-- START TASK INPUTS --
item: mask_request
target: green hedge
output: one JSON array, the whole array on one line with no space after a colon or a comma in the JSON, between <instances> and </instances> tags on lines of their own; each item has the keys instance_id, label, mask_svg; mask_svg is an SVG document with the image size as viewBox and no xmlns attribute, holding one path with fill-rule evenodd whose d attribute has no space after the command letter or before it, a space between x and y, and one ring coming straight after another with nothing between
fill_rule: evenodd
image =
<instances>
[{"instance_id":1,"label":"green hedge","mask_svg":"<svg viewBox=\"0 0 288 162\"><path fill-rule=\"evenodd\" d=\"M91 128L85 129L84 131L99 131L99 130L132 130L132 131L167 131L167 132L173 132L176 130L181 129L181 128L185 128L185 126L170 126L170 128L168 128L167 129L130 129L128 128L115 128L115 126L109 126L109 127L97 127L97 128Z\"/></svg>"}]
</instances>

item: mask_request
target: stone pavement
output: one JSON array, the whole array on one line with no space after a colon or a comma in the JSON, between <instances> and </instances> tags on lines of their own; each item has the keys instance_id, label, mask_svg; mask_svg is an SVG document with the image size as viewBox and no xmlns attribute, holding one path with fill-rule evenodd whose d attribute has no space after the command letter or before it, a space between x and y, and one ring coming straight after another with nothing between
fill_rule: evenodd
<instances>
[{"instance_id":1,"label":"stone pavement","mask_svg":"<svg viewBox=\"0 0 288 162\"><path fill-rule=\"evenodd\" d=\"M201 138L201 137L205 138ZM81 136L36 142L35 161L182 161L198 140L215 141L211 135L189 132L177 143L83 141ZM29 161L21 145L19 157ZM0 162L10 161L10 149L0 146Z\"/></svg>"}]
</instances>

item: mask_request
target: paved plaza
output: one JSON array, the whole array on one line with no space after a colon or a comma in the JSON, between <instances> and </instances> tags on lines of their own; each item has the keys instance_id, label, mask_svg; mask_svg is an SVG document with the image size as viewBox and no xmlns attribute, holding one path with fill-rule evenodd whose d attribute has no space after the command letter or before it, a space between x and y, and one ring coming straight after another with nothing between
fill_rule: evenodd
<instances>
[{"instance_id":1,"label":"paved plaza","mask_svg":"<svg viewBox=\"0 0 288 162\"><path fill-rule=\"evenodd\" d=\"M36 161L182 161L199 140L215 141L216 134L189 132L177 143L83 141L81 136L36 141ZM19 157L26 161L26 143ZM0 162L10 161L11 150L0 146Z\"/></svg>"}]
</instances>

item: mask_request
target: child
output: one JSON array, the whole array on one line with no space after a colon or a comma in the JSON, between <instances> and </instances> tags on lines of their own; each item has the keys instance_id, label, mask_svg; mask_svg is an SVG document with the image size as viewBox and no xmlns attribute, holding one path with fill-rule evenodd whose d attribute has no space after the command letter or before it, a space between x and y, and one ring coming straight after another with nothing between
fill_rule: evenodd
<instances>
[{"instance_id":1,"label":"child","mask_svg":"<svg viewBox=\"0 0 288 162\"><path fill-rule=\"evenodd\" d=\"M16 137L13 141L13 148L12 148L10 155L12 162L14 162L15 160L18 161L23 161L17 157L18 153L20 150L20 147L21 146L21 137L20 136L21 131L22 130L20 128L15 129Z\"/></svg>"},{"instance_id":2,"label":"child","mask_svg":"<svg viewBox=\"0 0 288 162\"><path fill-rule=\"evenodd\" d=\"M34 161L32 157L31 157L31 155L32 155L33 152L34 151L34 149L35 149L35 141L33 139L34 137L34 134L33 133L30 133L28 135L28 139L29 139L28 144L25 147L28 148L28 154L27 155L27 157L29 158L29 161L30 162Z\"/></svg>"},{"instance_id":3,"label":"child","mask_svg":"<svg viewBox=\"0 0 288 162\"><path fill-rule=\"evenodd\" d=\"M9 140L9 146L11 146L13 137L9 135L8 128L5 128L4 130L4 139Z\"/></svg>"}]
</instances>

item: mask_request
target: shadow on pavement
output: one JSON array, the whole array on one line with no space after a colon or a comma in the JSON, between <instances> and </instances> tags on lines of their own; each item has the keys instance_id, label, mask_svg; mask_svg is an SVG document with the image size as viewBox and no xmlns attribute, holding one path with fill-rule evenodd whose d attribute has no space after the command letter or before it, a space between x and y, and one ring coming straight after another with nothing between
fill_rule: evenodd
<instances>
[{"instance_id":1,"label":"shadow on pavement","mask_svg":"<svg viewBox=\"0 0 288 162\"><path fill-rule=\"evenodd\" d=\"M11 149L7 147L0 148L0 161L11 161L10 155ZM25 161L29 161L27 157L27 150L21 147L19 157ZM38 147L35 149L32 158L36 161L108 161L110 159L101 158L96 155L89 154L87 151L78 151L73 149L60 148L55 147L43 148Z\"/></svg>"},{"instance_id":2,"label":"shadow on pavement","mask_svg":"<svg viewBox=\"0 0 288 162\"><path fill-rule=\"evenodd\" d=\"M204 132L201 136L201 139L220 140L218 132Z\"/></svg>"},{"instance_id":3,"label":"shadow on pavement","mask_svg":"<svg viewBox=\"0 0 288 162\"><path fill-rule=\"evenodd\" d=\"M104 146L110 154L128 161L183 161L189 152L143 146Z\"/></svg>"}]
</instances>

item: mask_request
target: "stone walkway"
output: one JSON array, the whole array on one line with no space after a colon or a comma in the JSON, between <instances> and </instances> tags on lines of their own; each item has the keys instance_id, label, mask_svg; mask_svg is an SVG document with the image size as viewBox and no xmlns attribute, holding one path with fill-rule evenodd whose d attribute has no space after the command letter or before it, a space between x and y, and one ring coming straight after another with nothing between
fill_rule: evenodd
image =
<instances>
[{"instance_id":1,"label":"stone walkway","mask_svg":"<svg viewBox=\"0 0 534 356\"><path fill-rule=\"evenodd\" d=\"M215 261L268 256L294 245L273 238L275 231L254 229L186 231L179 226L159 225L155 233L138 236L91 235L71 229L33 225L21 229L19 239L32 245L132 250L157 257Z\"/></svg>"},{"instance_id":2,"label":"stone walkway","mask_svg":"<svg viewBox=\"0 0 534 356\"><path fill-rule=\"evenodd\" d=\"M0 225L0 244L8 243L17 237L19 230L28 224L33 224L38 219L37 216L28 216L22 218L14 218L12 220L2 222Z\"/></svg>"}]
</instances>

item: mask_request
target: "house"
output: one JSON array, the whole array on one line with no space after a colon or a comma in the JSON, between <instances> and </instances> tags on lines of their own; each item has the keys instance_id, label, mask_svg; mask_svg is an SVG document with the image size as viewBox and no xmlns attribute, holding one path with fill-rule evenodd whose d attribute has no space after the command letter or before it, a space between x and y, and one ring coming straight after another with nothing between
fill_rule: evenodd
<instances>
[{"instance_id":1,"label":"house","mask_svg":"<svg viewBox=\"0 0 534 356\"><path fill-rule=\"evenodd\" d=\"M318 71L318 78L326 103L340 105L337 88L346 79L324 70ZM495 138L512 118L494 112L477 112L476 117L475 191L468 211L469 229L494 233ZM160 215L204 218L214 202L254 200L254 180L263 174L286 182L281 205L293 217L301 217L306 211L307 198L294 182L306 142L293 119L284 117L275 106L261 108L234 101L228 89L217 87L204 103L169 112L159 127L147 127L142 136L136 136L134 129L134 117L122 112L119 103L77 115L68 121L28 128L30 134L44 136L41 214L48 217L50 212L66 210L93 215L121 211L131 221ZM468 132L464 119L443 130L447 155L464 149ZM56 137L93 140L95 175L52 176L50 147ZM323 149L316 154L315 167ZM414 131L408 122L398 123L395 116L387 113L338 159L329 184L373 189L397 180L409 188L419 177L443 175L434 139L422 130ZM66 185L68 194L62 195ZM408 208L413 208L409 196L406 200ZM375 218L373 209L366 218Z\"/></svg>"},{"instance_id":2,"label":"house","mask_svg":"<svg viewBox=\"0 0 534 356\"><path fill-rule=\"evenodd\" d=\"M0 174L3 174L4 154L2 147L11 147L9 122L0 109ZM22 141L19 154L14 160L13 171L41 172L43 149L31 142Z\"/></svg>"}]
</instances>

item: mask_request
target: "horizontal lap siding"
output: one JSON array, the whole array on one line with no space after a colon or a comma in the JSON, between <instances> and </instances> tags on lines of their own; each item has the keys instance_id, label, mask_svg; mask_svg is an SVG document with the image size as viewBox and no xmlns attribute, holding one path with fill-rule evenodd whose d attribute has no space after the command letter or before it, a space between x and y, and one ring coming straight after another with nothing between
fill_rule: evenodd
-- END TASK INPUTS --
TASK PROMPT: From the data above, pull out each line that contains the word "pavement" and copy those lines unchanged.

EXERCISE RESPONSE:
target: stone pavement
[{"instance_id":1,"label":"stone pavement","mask_svg":"<svg viewBox=\"0 0 288 162\"><path fill-rule=\"evenodd\" d=\"M201 138L201 137L205 138ZM81 136L36 142L35 161L182 161L198 140L215 141L211 135L189 132L177 143L83 141ZM29 161L21 145L19 157ZM0 162L10 161L10 149L0 146Z\"/></svg>"}]
target: shadow on pavement
[{"instance_id":1,"label":"shadow on pavement","mask_svg":"<svg viewBox=\"0 0 288 162\"><path fill-rule=\"evenodd\" d=\"M11 149L7 147L0 148L0 161L11 161L10 155ZM25 161L29 161L27 157L27 150L21 147L19 157ZM38 147L35 149L32 158L36 161L108 161L110 159L101 158L96 155L89 154L87 151L78 151L73 149L60 148L55 147L43 148Z\"/></svg>"},{"instance_id":2,"label":"shadow on pavement","mask_svg":"<svg viewBox=\"0 0 288 162\"><path fill-rule=\"evenodd\" d=\"M204 132L201 136L201 139L220 140L218 132Z\"/></svg>"},{"instance_id":3,"label":"shadow on pavement","mask_svg":"<svg viewBox=\"0 0 288 162\"><path fill-rule=\"evenodd\" d=\"M104 146L110 154L128 161L183 161L189 152L143 146Z\"/></svg>"}]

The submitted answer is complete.